Exercise:
Transcribe the lines below word for word, starting at the line that contains "If you could drop a marker on the neck" and ending at the line that contains "Target: neck".

Source records
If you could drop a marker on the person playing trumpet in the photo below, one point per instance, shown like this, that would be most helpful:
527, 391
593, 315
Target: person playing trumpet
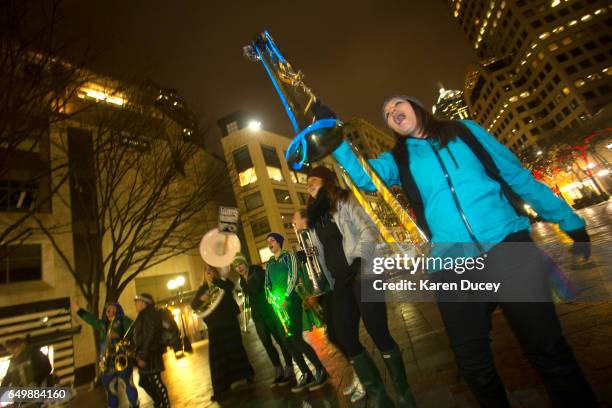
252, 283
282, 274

---

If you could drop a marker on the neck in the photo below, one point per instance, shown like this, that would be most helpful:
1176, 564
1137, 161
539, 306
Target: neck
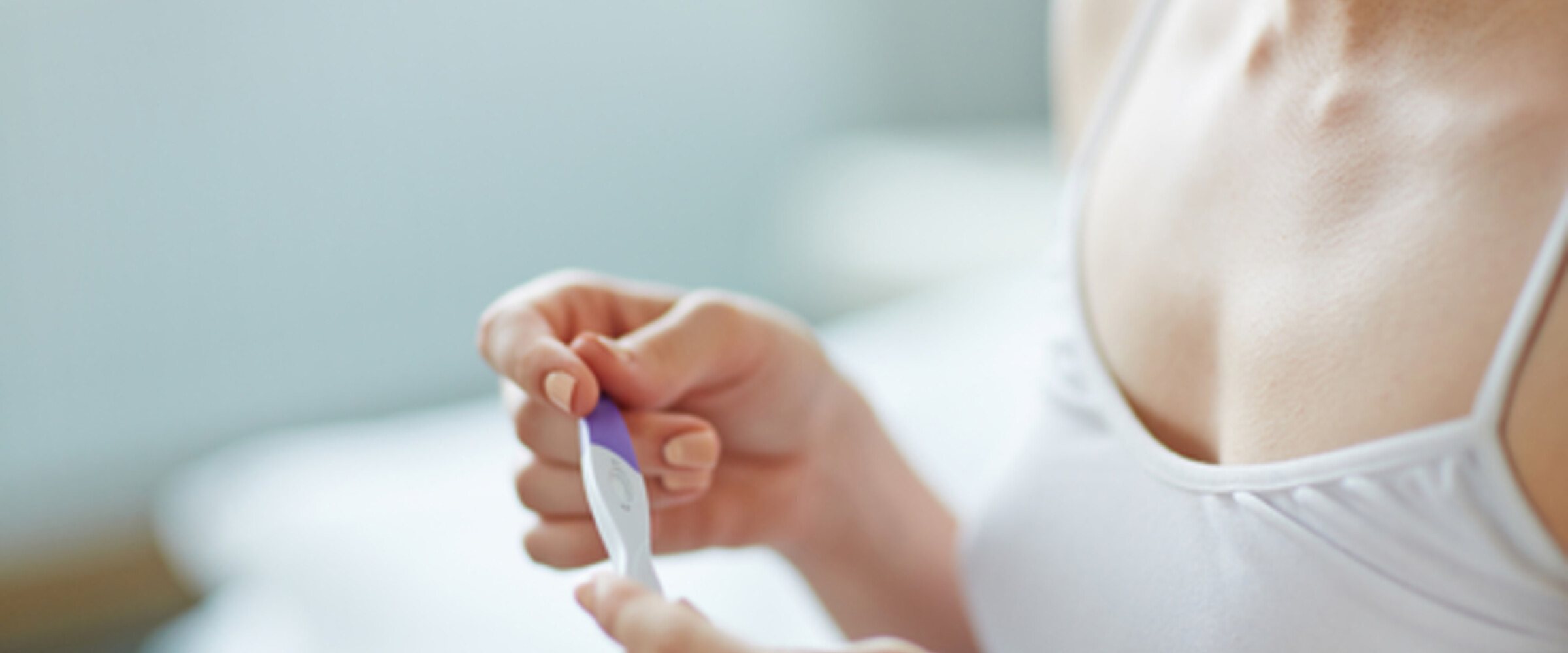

* * *

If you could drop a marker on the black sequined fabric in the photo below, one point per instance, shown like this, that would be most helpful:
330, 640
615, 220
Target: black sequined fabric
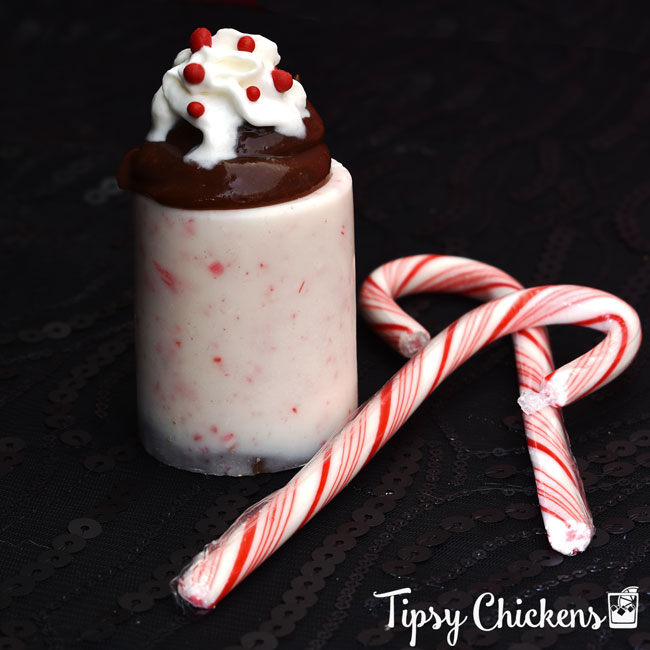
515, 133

Output for this task:
If you could drop a marker on the neck in the photo below, one point per instance, shown like this, that would be most helpful:
1176, 564
1137, 161
539, 306
Target: neck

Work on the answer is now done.